*Work instructions*. The answer should be an exact copy of the data.

*Given records*.

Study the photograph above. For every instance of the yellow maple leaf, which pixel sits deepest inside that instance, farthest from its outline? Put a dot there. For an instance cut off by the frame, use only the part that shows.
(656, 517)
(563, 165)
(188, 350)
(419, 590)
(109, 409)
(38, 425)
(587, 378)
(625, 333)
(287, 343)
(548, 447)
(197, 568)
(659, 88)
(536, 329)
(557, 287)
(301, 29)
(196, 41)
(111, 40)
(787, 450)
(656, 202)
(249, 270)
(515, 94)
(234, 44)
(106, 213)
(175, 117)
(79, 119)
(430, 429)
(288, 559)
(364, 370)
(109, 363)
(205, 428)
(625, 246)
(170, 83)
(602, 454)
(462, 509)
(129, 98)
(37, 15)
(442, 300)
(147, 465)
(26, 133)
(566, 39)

*Response to this exercise*.
Study the photograph above. For every instance of the yellow maple leaf, which pixel sits deepest inside that instance, farthest from its outline? Put a dot there. For an instance cut off by the frame, use only the part that shows.
(656, 517)
(563, 165)
(188, 350)
(419, 590)
(109, 409)
(38, 425)
(587, 378)
(625, 333)
(287, 343)
(548, 447)
(197, 568)
(659, 88)
(536, 329)
(557, 287)
(301, 29)
(196, 41)
(111, 40)
(787, 450)
(656, 202)
(249, 270)
(515, 94)
(234, 44)
(106, 213)
(175, 117)
(79, 119)
(430, 429)
(288, 559)
(364, 370)
(109, 363)
(205, 428)
(625, 246)
(170, 83)
(602, 454)
(462, 509)
(129, 98)
(37, 15)
(442, 300)
(147, 465)
(26, 133)
(566, 39)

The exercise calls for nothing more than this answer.